### REQUIREMENT
Rewrite every line of the material below with each "box for" replaced by "region for", keeping everything else the same, and leave the pictures out.
-- Begin --
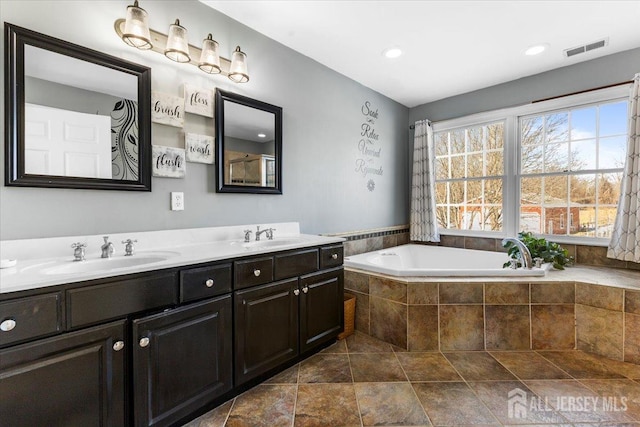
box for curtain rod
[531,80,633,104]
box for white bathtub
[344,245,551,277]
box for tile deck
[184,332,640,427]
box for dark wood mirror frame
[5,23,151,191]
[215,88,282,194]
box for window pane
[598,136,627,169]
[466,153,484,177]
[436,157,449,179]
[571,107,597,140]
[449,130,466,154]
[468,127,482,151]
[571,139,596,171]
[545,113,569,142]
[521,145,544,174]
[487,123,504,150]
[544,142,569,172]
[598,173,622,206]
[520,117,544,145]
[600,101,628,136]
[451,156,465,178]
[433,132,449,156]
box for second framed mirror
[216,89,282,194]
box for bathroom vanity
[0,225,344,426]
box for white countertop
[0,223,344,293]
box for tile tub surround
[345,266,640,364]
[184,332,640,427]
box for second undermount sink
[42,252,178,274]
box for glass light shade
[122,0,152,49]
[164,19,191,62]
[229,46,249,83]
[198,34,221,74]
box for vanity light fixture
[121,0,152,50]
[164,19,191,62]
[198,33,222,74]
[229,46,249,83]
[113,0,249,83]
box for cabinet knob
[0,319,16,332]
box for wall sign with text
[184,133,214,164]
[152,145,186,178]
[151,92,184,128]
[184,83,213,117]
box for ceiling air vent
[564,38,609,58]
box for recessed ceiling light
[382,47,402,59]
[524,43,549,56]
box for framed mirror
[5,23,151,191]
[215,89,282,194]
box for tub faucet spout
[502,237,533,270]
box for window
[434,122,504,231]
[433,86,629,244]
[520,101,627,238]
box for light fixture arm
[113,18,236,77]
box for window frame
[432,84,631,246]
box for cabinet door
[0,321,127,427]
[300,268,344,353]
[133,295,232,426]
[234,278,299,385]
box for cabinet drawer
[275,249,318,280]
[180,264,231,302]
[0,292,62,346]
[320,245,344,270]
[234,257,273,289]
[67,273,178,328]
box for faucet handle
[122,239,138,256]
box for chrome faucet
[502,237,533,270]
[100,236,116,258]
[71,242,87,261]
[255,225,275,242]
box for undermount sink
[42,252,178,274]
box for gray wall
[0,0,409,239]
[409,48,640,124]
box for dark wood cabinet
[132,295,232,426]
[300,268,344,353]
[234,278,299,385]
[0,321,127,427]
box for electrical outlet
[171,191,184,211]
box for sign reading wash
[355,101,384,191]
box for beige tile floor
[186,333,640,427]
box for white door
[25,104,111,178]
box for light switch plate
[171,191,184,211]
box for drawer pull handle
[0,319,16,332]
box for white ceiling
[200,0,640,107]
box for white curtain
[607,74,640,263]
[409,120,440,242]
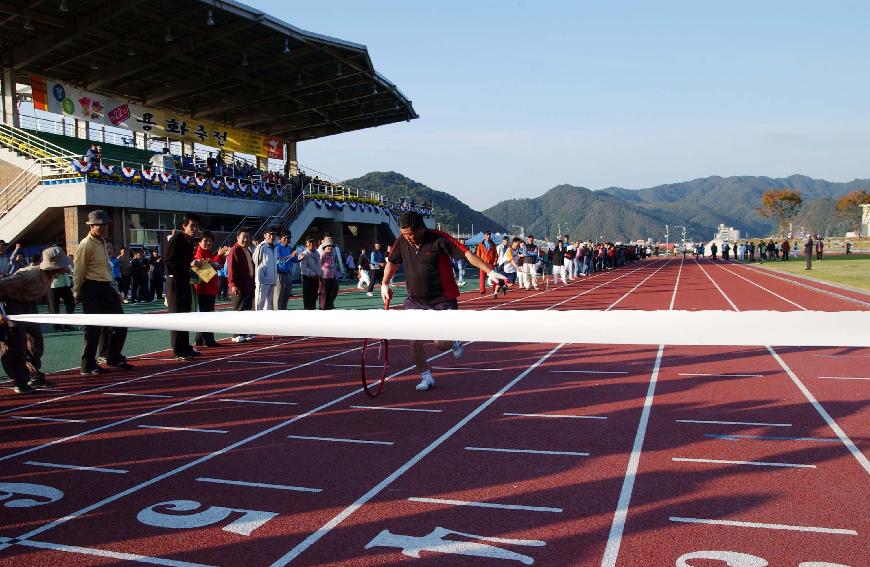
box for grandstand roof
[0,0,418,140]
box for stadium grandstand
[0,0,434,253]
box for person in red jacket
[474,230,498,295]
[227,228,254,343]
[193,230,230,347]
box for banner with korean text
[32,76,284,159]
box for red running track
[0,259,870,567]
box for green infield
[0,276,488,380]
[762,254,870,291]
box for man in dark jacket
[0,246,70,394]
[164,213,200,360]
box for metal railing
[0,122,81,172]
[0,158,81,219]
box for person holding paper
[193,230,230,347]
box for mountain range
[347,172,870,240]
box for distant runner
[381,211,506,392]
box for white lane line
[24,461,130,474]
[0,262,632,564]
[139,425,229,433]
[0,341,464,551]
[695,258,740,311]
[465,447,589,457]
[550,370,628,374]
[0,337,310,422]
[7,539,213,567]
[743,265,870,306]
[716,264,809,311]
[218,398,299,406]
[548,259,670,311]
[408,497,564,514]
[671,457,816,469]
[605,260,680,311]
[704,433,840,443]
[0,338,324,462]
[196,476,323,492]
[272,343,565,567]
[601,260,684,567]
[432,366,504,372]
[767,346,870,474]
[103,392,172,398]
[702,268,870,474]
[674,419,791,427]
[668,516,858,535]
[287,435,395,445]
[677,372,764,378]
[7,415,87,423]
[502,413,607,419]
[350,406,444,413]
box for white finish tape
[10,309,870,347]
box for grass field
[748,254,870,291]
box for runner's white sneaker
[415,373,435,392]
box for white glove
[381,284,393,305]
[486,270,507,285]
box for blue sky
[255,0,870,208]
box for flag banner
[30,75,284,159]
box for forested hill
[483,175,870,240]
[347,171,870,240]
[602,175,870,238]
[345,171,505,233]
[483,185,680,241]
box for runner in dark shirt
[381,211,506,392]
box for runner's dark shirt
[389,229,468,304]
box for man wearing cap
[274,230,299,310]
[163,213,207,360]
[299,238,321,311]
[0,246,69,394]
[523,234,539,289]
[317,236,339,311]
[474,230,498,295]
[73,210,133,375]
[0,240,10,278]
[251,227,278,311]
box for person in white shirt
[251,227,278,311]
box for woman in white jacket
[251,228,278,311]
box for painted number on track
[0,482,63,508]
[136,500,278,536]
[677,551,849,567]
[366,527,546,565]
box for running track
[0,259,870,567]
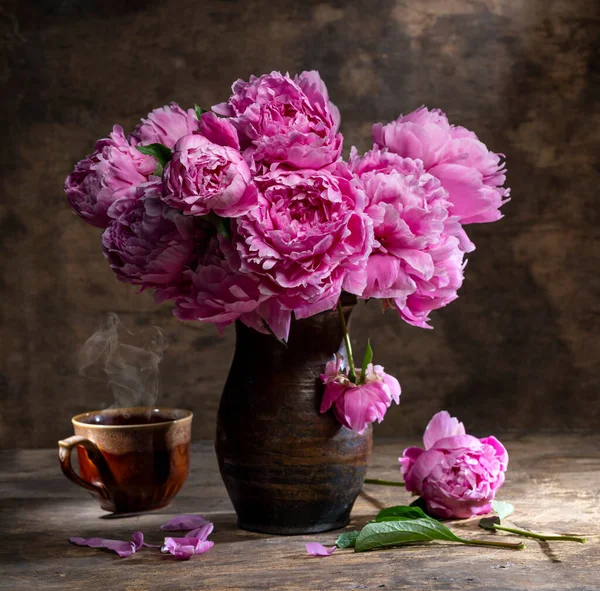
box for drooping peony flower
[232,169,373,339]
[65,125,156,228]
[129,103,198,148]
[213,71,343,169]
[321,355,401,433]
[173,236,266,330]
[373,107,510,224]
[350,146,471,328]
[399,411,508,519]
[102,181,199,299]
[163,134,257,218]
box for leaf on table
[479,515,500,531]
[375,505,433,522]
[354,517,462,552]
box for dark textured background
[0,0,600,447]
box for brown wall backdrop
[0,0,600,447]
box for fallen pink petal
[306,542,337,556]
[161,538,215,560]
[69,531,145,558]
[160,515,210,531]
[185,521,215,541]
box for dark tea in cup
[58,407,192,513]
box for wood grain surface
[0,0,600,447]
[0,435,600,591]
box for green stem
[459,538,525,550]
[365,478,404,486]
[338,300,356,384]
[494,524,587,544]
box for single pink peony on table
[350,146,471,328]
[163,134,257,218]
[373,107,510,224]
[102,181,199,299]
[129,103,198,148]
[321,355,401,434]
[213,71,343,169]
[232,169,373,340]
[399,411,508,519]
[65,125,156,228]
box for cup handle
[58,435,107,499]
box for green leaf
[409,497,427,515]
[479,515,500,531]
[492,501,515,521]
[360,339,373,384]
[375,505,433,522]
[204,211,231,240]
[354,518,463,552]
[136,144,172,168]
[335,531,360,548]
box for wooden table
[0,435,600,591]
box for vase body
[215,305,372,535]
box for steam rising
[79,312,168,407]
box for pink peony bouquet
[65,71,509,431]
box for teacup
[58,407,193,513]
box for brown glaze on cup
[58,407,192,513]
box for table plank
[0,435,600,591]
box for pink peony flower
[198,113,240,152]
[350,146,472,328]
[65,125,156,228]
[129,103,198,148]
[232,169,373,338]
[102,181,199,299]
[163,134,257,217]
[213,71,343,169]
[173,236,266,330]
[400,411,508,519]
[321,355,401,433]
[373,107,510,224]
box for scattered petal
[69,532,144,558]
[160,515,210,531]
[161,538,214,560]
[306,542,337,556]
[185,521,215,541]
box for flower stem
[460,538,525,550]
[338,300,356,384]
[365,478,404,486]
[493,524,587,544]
-- End --
### RESULT FOR THIS EXERCISE
region for curtain rod
[531,80,633,104]
region for white bathtub
[344,245,551,277]
region for tile deck
[184,332,640,427]
region for dark wood mirror frame
[5,23,151,191]
[215,88,282,194]
region for window pane
[598,136,627,169]
[466,153,484,177]
[436,157,449,179]
[571,107,597,140]
[449,130,466,154]
[468,127,482,151]
[571,139,596,171]
[545,113,569,142]
[521,145,544,174]
[487,123,504,150]
[544,142,569,172]
[598,173,622,206]
[520,117,544,145]
[600,101,628,136]
[451,156,465,178]
[433,132,449,156]
region for second framed mirror
[216,89,282,194]
region for bathroom vanity
[0,225,344,426]
region for white countertop
[0,223,344,293]
region for tile tub surround
[345,266,640,364]
[184,332,640,427]
region for second undermount sink
[42,252,178,274]
region for glass light shade
[122,0,152,49]
[164,19,191,62]
[229,46,249,83]
[198,34,221,74]
region for vanity light fixture
[121,0,152,50]
[164,19,191,62]
[198,33,222,74]
[229,46,249,83]
[113,0,249,83]
region for cabinet knob
[0,319,16,332]
region for wall sign with text
[184,133,214,164]
[152,145,186,178]
[151,92,184,128]
[184,83,213,117]
region for ceiling air vent
[564,38,609,58]
region for recessed ceiling light
[382,47,402,59]
[524,43,549,56]
region for framed mirror
[5,23,151,191]
[215,89,282,194]
region for tub faucet spout
[502,237,533,270]
region for window
[434,122,504,231]
[433,86,629,244]
[520,101,627,238]
region for light fixture arm
[113,18,236,77]
region for window frame
[432,84,631,246]
region for cabinet door
[0,321,127,427]
[300,268,344,353]
[133,295,232,426]
[234,278,299,385]
region for cabinet drawer
[275,249,318,280]
[180,264,231,302]
[0,292,62,346]
[320,245,344,270]
[234,257,273,289]
[67,273,178,328]
region for faucet handle
[122,239,138,256]
region for chrome faucet
[502,237,533,270]
[100,236,116,258]
[71,242,87,261]
[255,225,275,242]
region for undermount sink
[42,252,178,274]
region for gray wall
[0,0,409,239]
[409,48,640,124]
region for dark wood cabinet
[132,295,232,426]
[300,268,344,353]
[234,278,299,385]
[0,321,127,427]
region for electrical outlet
[171,191,184,211]
region for sign reading wash
[355,101,384,191]
region for beige tile floor
[186,333,640,427]
region for white door
[25,104,111,178]
region for light switch plate
[171,191,184,211]
region for drawer pull handle
[0,319,16,332]
region for white ceiling
[200,0,640,107]
region for white curtain
[607,74,640,263]
[409,120,440,242]
region for grandstand roof
[0,0,418,140]
region for stadium grandstand
[0,0,434,253]
region for person in red jacket
[474,230,498,295]
[227,228,254,343]
[193,230,230,347]
region for banner with korean text
[32,76,284,159]
region for red running track
[0,259,870,567]
region for green infield
[0,276,488,380]
[762,254,870,291]
region for man in dark jacket
[0,246,70,394]
[164,213,200,360]
region for metal railing
[0,122,81,172]
[0,158,81,219]
region for person holding paper
[193,230,230,347]
region for mountain range
[347,172,870,240]
region for distant runner
[381,211,506,392]
region for white lane line
[24,461,130,474]
[0,262,632,564]
[139,425,229,433]
[0,341,464,551]
[695,258,740,311]
[465,447,589,457]
[550,370,628,374]
[0,337,310,422]
[7,539,213,567]
[743,265,870,306]
[716,264,809,311]
[218,398,299,406]
[548,259,670,311]
[408,497,564,514]
[671,457,816,469]
[605,260,680,311]
[704,433,840,443]
[0,338,324,462]
[196,476,323,492]
[272,343,565,567]
[601,260,684,567]
[432,366,504,372]
[767,346,870,474]
[103,392,172,398]
[702,268,870,474]
[674,419,791,427]
[668,516,858,535]
[287,435,395,445]
[677,372,764,378]
[7,415,87,423]
[502,413,607,419]
[350,406,444,413]
region for white finish tape
[10,309,870,347]
region for grass field
[748,254,870,291]
region for runner's white sneaker
[415,373,435,392]
region for white glove
[381,284,393,305]
[486,270,507,285]
region for blue sky
[255,0,870,208]
region for flag banner
[30,75,284,159]
region for forested hill
[483,175,870,240]
[347,171,870,240]
[602,175,870,238]
[345,171,505,233]
[483,185,680,241]
region for runner in dark shirt
[381,211,506,392]
region for runner's dark shirt
[389,229,468,304]
region for man wearing cap
[274,230,299,310]
[163,213,207,360]
[299,238,321,311]
[0,246,69,394]
[523,234,539,289]
[317,236,339,311]
[474,230,498,295]
[73,210,133,375]
[0,240,10,278]
[251,227,278,311]
region for person in white shirt
[251,227,278,311]
region for woman in white jacket
[251,228,278,311]
region for painted number on track
[0,482,63,508]
[136,500,278,536]
[677,551,849,567]
[366,527,546,565]
region for running track
[0,259,870,567]
region for drooping peony flower
[232,169,373,339]
[65,125,156,228]
[129,103,198,148]
[213,71,343,169]
[321,355,401,433]
[173,236,266,330]
[373,107,510,224]
[350,146,471,328]
[399,411,508,519]
[102,181,199,299]
[163,134,257,218]
region for leaf on table
[479,515,500,531]
[375,505,433,522]
[354,517,462,552]
region for dark textured background
[0,0,600,447]
region for brown wall backdrop
[0,0,600,447]
region for fallen pink petal
[306,542,337,556]
[161,538,215,560]
[69,531,145,558]
[160,515,210,531]
[185,521,215,541]
region for dark tea in cup
[58,407,192,513]
region for wood grain surface
[0,0,600,447]
[0,435,600,591]
region for green stem
[459,538,525,550]
[365,478,404,486]
[338,300,356,384]
[494,524,587,544]
region for single pink peony on table
[350,146,471,328]
[163,134,257,218]
[373,107,510,224]
[102,181,199,299]
[129,103,198,148]
[321,355,401,434]
[213,71,343,169]
[232,169,373,340]
[399,411,508,519]
[65,125,156,228]
region for cup handle
[58,435,107,499]
region for green leaf
[409,497,427,515]
[479,515,500,531]
[492,501,515,521]
[360,339,373,384]
[375,505,433,522]
[204,211,231,240]
[354,518,463,552]
[136,144,172,168]
[335,531,360,548]
region for wooden table
[0,435,600,591]
region for vase body
[215,305,372,535]
region for steam rising
[79,312,168,407]
region for pink peony bouquet
[65,71,509,431]
region for teacup
[58,407,193,513]
region for brown glaze on cup
[58,407,192,513]
region for table plank
[0,435,600,591]
region for pink peony flower
[198,113,240,152]
[350,146,472,328]
[65,125,156,228]
[129,103,198,148]
[232,169,373,338]
[102,181,199,299]
[163,134,257,217]
[213,71,343,169]
[173,236,266,330]
[400,411,508,519]
[321,355,401,433]
[373,107,510,224]
region for scattered petal
[69,532,144,558]
[160,515,210,531]
[161,538,214,560]
[306,542,337,556]
[185,521,215,541]
region for flower stem
[460,538,525,550]
[338,300,356,384]
[365,478,404,486]
[493,524,587,544]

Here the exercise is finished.